(Collected data entries)
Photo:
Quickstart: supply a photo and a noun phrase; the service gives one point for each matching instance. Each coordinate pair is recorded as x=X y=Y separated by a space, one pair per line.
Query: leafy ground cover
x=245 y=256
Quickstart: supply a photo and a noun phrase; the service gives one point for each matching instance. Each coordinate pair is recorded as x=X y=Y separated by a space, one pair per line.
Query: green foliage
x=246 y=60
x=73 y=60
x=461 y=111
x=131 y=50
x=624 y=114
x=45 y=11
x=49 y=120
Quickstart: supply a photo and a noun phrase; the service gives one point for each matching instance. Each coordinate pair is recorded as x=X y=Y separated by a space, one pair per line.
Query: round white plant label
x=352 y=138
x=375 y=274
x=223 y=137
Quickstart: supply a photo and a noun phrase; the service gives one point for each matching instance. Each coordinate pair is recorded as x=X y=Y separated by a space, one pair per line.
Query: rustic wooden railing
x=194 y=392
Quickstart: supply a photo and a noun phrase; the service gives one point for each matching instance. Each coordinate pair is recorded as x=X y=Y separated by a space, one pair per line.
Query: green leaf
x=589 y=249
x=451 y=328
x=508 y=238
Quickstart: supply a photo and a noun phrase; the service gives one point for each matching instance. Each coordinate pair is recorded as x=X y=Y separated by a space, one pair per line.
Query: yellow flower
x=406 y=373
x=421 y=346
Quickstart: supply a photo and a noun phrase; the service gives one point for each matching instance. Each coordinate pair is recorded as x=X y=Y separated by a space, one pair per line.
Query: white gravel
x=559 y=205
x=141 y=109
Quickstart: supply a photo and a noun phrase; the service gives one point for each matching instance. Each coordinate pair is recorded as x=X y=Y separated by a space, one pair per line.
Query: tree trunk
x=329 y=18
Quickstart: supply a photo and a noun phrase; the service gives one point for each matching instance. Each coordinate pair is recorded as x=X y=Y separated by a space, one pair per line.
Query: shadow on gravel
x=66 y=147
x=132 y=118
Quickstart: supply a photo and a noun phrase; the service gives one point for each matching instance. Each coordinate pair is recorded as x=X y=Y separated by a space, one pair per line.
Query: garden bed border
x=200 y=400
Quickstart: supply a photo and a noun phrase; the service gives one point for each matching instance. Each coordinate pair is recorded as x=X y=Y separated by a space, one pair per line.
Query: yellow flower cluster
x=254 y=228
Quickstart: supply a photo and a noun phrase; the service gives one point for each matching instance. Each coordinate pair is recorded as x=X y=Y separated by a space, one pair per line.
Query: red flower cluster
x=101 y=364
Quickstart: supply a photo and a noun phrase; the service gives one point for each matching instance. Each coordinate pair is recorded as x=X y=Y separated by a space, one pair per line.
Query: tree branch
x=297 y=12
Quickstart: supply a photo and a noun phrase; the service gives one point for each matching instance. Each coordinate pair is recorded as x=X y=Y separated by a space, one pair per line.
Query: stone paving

(Required action) Repeat the records, every one of them, without any deviation.

(Reply to the exercise)
Photo:
Quickstart: supply a photo and a noun phrase; the service gives one point for each matching instance. Each coordinate pair is recorded as x=X y=Y separated by a space, one pair per line.
Query: leafy ground cover
x=245 y=256
Quickstart: supply a photo and a noun phrase; the service gives one point for each matching instance. Each coordinate pair is recorded as x=X y=Y separated by a space, one pair per line.
Query: green foliage
x=246 y=60
x=73 y=60
x=461 y=111
x=131 y=50
x=624 y=114
x=45 y=11
x=49 y=120
Quickstart: supply a photo and a noun phrase; the service gives one point for each matching instance. Each coordinate pair is recorded as x=X y=Y separated by a space, one pair per line.
Query: round white plant label
x=352 y=138
x=375 y=274
x=223 y=137
Quickstart: supply a photo and a noun phrase; the service gives one point for each matching instance. Each coordinate pair is recorded as x=X y=Y separated by a space, one pair per line.
Query: rustic wooden railing
x=194 y=392
Quickstart: supply a photo and a noun phrase; the service gives one point for each matching instance. Each coordinate pair is recorded as x=X y=Y separated by a space, one pair per line.
Query: green leaf
x=589 y=249
x=451 y=328
x=508 y=238
Quickstart: supply a photo and a noun phrase; the service gives one point for each matching instance. Each coordinate pair is recorded as x=X y=Y separated by a space, one pair per line.
Query: yellow flower
x=406 y=373
x=421 y=346
Quickstart: supply a photo and a noun phrase; the service gives one point for each matching instance. Each coordinate pair is recorded as x=X y=Y separated by a space, one pair per line.
Query: white gravel
x=559 y=205
x=141 y=109
Quickstart: supply a photo and a noun phrase; the service gives one point for each matching instance. Each coordinate pair is recorded as x=X y=Y separated by a space, one pair per line.
Query: tree trunk
x=329 y=18
Quickstart: supply a photo and a noun phrase; the service gives one point for each matching instance. Each coordinate pair is recorded as x=X y=Y separated by a space, one pair per line.
Query: shadow on gravel
x=66 y=147
x=132 y=118
Quickstart: supply a photo and a noun phrase; the service gives one point for each matching instance. Each coordinate pair is recorded as x=X y=Y separated by a space, one pair per line.
Query: garden bed border
x=200 y=400
Quickstart: supply a photo and a noun phrase; the service gives one point for each matching instance. Each coordinate pair is recorded as x=X y=Y separated by a space, one pair per line.
Query: yellow flower cluster
x=254 y=228
Quickstart: supply a photo and a noun phrase; the service gives one point for each matching instance. Each coordinate pair is recorded as x=X y=Y separated by a space, one pair per line.
Query: red flower cluster
x=101 y=364
Quickstart: supply a photo and a noun phrase; the service gives one point for each matching instance. Each coordinate pair is recorded as x=X y=Y separated by a space, one pair per line.
Query: tree branch
x=297 y=12
Quickstart: supply a photo and a noun phrase; the service gives one point for each matching instance. Each coordinate pair is recorded as x=X y=Y separated by a space, one pair per line.
Query: stone paving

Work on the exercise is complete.